■ **TEXT SECTION**

★ ★ ★ ★ ★ ★ ★

In this paper I want to try
to describe this bubbling mixture and identify its ingredients. I shall
argue that the problems and dilemmas faced by northern Cyprus, as it seeks
to come to grips with its new industry, are representative of the problems
faced by peripheral regions in general when they engage in casino tourism
development. And for a number of reasons, it is precisely in such peripheral
regions that much of the casino development of the past decade has been
concentrated. On the one hand, locating casinos in physically peripheral
regions effectively isolates gambling activity, rationing the gambling
opportunities for the residents of metropolitan centres and shifting many
of the associated problems and costs elsewhere (Stansfield, 1996; Felsenstein
& Freeman, 1998).
On the other hand, the economic
marginality of many peripheral areas may make them eager to cash in on
the growing demand for casino gambling. In doing so, they can turn their
location into a comparative advantage, whether they are an urban economy
in need of regeneration in the aftermath of industrial and economic restructuring
(Goodman, 1995; Deitrick, et al., 1999); an emerging former Soviet-bloc
state seeking the means to kick-start post-communist economic activity
(McMillen, 1996a; Thompson, 1998); or a small, offshore island with limited
development options. Northern Cyprus, in the eastern Mediterranean, is
one such island.
Northern Cyprus
The Turkish Republic of Northern
Cyprus (TRNC) could be considered perhaps the quintessential peripheral
location. Recognised politically and diplomatically only by Turkey, this
northern third of the island of Cyprus has been literally cut off from
the rest of the world since its partition in 1974, following an attempted
coup engineered by the military junta in Athens and subsequent military
intervention by Turkey. Boycotts put in place by the United Nations ensure
that all post and telecommunications to northern Cyprus must be routed
through Turkey, and there are no direct international flights to the north.
These problems of accessibility
and negative image render the north artificially remote from the mass
tourism markets of northern Europe, the mainstay of the Greek Cypriot
tourism industry in the south. They make them triply dependent on mainland
Turkey, which is their gateway to the rest of the world, the main source
of aid and investment in the north, and also, the main tourist market
(Scott, 2000a). The primary attractions of northern Cyprus for Turkish
tourists are sun, sea, sand, shopping, and the opportunity for casino
gambling.
The Development of the Casino
Sector in Northern Cyprus and Turkey
Research in northern Cyprus's
casino sector was undertaken as part of a wider project looking at diversity
and sustainability in tourism development. The author, an anthropologist
at the Business School of the University of North London, worked in collaboration
with Turkish Cypriot colleagues at Eastern Mediterranean University, Famagusta,
Cyprus. Using a combination of survey, interview and participant observation
methods, our research explored the relationship between northern Cyprus's
conventional tourism product and the casino tourism sector (Scott and
Asikoglu, forthcoming), and the impact of casinos on traditional gambling
(Scott, 2000b).

★ ★ ★ ★ ★ ★ ★

■ **THINGS TO DO**
• 1. Answer these about the casino tourism text:
(a) Which country is the only one that recognizes the Turkish Republic of Northern Cyprus politically and diplomatically?
(b) In what year was the island of Cyprus partitioned?
(c) At which university did the author's Turkish Cypriot colleagues work?
• 2. Write a continuation of the text on casino tourism in northern Cyprus, picking up after its final sentence.
The listing that comes after this text is separate material with no connection to it.

■ **DATA SEGMENT**
★ ★ ★ ★ ★ ★ ★

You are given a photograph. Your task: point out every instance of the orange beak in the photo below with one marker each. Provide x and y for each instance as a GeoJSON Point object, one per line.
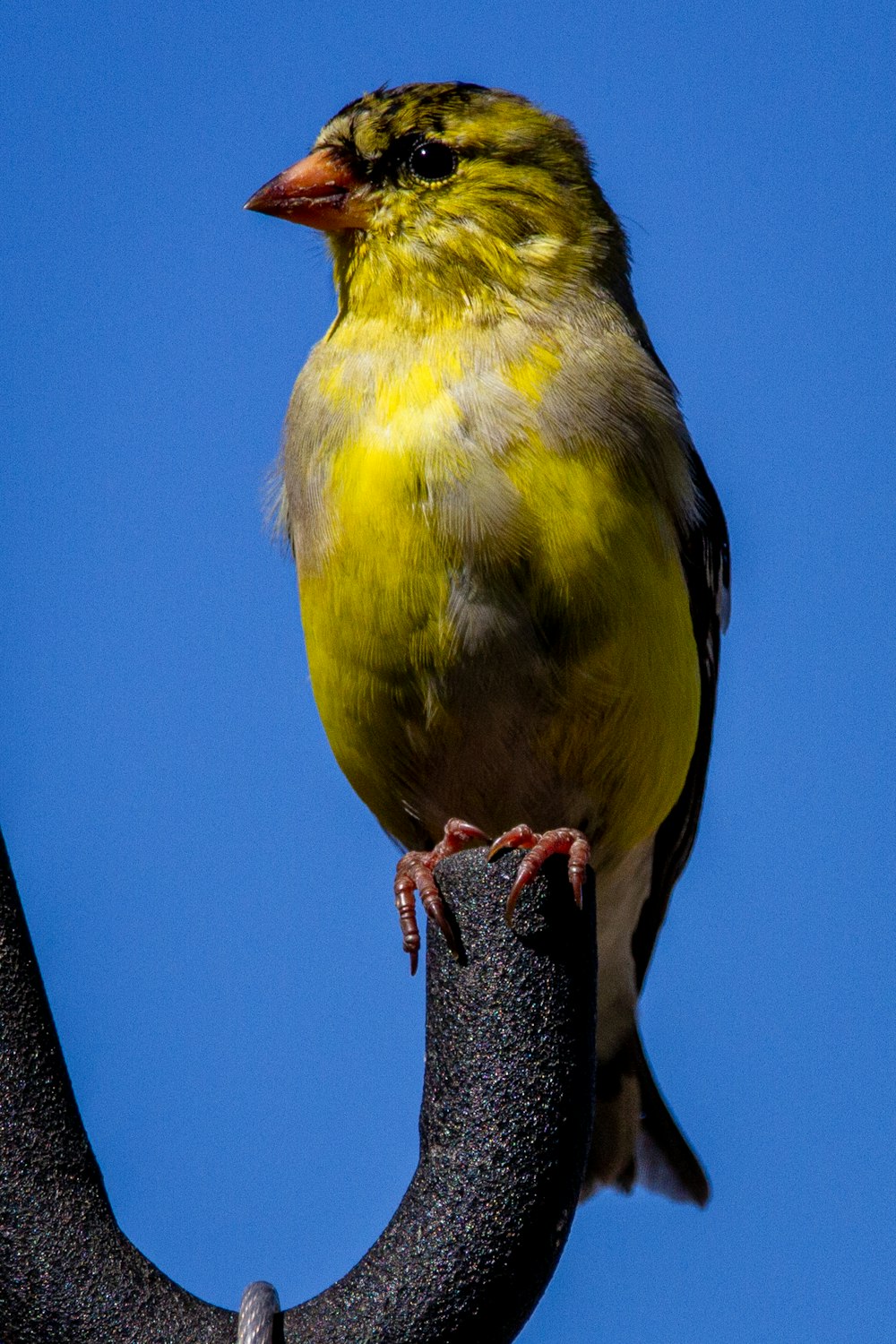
{"type": "Point", "coordinates": [320, 191]}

★ ★ ★ ★ ★ ★ ★

■ **ANSWERS GIVEN**
• 1.
(a) Turkey
(b) 1974
(c) Eastern Mediterranean University, Famagusta, Cyprus

• 2.
At the commencement of fieldwork
in spring 1999, 20 casinos were operating in northern Cyprus. All were
attached to, or located within, hotels, holiday villages or other tourist
accommodation, and eight were in town centre locations, the majority of
these in the main tourist resort town of Kyrenia (Girne). By far the largest
is the Emperyal Casino, with 22 gaming tables and 377 slot machines. This
compares with an average of 10 tables and 70 slot machines per casino,
although the smallest has only seven tables and 18 machines (Ministry
of Tourism, 1998). The main games played are American and French roulette,
Las Vegas craps, Black Jack, poker, chemin-de-fer, punto banco, baccarat
and keno. However, a number of other games are also permitted on casino
premises, including chug-a-lug, wheel of fortune, rummy, backgammon, and
betting on horse and dog races and football matches. Casino opening hours
are subject to government regulation, and operation is currently permitted
from early afternoon to early morning, with seasonal adjustment from winter
to summer. Alcoholic drinks are available free of charge, and may be consumed
at the gaming tables. At the time of writing, citizens of northern Cyprus
and students, regardless of nationality, are not permitted to gamble on
casino premises (nor, technically, in any other location).
The scale of the current level
of casino activity has caused enormous local controversy, yet casinos
themselves are nothing new in northern Cyprus. A law permitting the licensing
of premises for betting and gambling was first passed in 1975, to encourage
tourism investment and diversify the north's fledgling tourism product
in the aftermath of the island's partition. Casino operators were required
to meet tourist bed/night targets as a condition of their licence, but
this requirement was soon dropped when it became clear that none of the
casinos had been able to meet their targets, and that all would face heavy
penalties (Yesilada, 1994). In the face of the low level of demand, would-be
operators who had received permission to open casinos bided their time.
By 1991, only four small premises were in operation, although permission
had been granted for 10 casinos to open.
Throughout the 1990s, however,
the licensing and opening of casinos gathered pace. The development of
the Israeli "casino junket" market began to ensure a steady
stream of weekend gamblers, but posed enormous logistical problems in
the absence of direct flights to and from Israel. Turkey presented a much
more accessible and potentially much larger market.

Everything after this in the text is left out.